WHAT TO DO.
(a) Name every game character that the review below mentions by name.
(b) Return the passage of the game review from "First, the graphics." up to and including "the series better.", copied word for word.

EXTRACT TO READ.
•••••
Even though this is universally considered the weakest game in the series, it's surprising how many reviewers, professional and otherwise, have given this game high scores. I really want to love this game, but it's a bad game in it's own right, not just compared to the previous entries. I'll go through the problems one by one.



First, the graphics. I'm baffled by how many people praise the graphics, even in reviews that are otherwise negative. The characters look like wooden figures with their features painted on. I'm not exaggerating. Watch the end cutscene of the Lucre Island chapter, and tell me that the closeup of Pegnose Pete looks natural. Was this really the best that video games had to offer back in 2000? I think it looks ugly now, and I thought it looked ugly back then. They would've been better sticking with the cartoon graphics from Curse. They were prettier, more unique, and fit the series better.



One of the my biggest problems with the game is the characterization of Guybrush. While Guybrush has always been a wimp, he's often demonstrated smart*** qualities which were particularly prominent in the third game. He had a wit and a charm that made us root for him. He may have been a wimp, but he was a cool wimp. In Escape, they focused almost entirely on Guybrush's naievity and akwardness, and ignored the aspects of his character that made him so memorable. Likewise, Elaine is poorly written as well. In the previous games, despite the problems their relationship encountered, I felt that Elaine really cared for Guybrush. In this game, she mostly treats Guybrush as someone that she just has to put up with. I think this is partially because of the script, but also due to the change in voice actors. I don't know why they didn't, or couldn't, get Alexandra Boyd, but the new girl is not a good replacement.
•••••
GIVEN INFORMATION.
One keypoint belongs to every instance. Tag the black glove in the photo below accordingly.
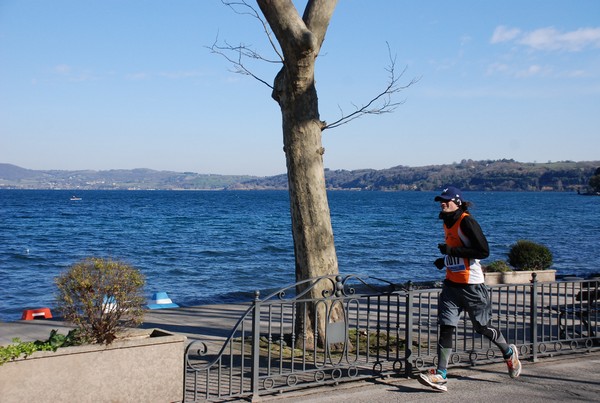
(440, 263)
(443, 248)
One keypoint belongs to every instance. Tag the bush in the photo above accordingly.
(498, 266)
(101, 297)
(528, 255)
(24, 349)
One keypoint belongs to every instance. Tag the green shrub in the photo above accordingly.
(497, 266)
(24, 349)
(101, 297)
(528, 255)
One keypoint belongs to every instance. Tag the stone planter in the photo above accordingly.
(519, 277)
(144, 366)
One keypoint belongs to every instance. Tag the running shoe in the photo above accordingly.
(513, 363)
(433, 380)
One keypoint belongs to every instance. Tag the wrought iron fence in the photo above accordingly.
(370, 327)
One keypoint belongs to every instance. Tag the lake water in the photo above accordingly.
(211, 247)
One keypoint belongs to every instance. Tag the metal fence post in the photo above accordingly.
(255, 345)
(409, 330)
(534, 317)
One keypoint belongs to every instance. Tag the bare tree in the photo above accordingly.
(300, 40)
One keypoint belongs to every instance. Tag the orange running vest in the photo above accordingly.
(461, 270)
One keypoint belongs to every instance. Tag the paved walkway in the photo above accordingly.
(572, 378)
(567, 378)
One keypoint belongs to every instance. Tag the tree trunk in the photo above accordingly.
(294, 90)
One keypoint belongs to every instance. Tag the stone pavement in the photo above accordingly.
(568, 378)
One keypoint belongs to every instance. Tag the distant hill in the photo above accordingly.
(491, 175)
(14, 177)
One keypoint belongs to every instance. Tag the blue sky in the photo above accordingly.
(106, 84)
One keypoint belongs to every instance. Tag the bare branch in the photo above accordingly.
(380, 104)
(237, 54)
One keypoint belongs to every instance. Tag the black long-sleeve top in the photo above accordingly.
(479, 248)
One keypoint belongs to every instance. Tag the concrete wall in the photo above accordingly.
(519, 277)
(145, 367)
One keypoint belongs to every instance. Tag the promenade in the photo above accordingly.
(567, 378)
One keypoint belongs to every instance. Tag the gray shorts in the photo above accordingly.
(471, 298)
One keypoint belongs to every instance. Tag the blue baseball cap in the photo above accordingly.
(450, 193)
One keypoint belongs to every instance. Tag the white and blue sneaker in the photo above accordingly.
(434, 380)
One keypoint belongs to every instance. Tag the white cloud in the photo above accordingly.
(62, 69)
(549, 38)
(504, 34)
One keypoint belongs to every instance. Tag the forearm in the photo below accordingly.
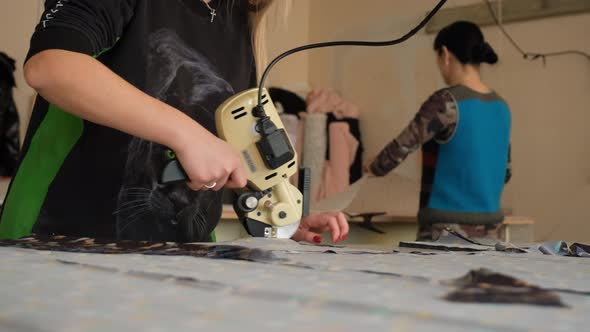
(82, 86)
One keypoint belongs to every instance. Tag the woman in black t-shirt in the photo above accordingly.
(119, 81)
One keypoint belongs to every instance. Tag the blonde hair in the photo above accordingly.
(260, 12)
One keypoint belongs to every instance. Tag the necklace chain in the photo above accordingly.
(212, 11)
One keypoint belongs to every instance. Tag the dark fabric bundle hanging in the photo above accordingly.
(9, 121)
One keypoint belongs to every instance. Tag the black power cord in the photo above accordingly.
(343, 43)
(530, 55)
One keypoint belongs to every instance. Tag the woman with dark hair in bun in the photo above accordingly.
(464, 132)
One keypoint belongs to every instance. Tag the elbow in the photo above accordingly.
(34, 75)
(37, 71)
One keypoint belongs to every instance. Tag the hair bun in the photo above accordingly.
(484, 53)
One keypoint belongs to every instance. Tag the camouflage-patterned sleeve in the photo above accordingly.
•••••
PER-TASK ANSWERS.
(a) Pegnose Pete, Guybrush, Elaine

(b)
First, the graphics. I'm baffled by how many people praise the graphics, even in reviews that are otherwise negative. The characters look like wooden figures with their features painted on. I'm not exaggerating. Watch the end cutscene of the Lucre Island chapter, and tell me that the closeup of Pegnose Pete looks natural. Was this really the best that video games had to offer back in 2000? I think it looks ugly now, and I thought it looked ugly back then. They would've been better sticking with the cartoon graphics from Curse. They were prettier, more unique, and fit the series better.